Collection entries
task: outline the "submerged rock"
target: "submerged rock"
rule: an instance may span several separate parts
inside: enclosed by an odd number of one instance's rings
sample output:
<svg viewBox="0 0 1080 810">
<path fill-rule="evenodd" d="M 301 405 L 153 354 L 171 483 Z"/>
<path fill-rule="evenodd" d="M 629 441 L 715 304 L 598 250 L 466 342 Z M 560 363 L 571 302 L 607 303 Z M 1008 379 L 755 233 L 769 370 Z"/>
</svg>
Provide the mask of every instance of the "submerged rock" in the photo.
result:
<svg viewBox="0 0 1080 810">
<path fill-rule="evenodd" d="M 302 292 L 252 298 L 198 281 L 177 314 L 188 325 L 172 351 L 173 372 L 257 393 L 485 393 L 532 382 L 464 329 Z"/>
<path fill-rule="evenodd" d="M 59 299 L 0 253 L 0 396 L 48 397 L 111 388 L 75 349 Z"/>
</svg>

_What is expected_
Copy every line in the data above that has the string "submerged" in it.

_Solution to this task_
task: outline the "submerged rock"
target: "submerged rock"
Provide the mask of every instance of the "submerged rock" in the photo.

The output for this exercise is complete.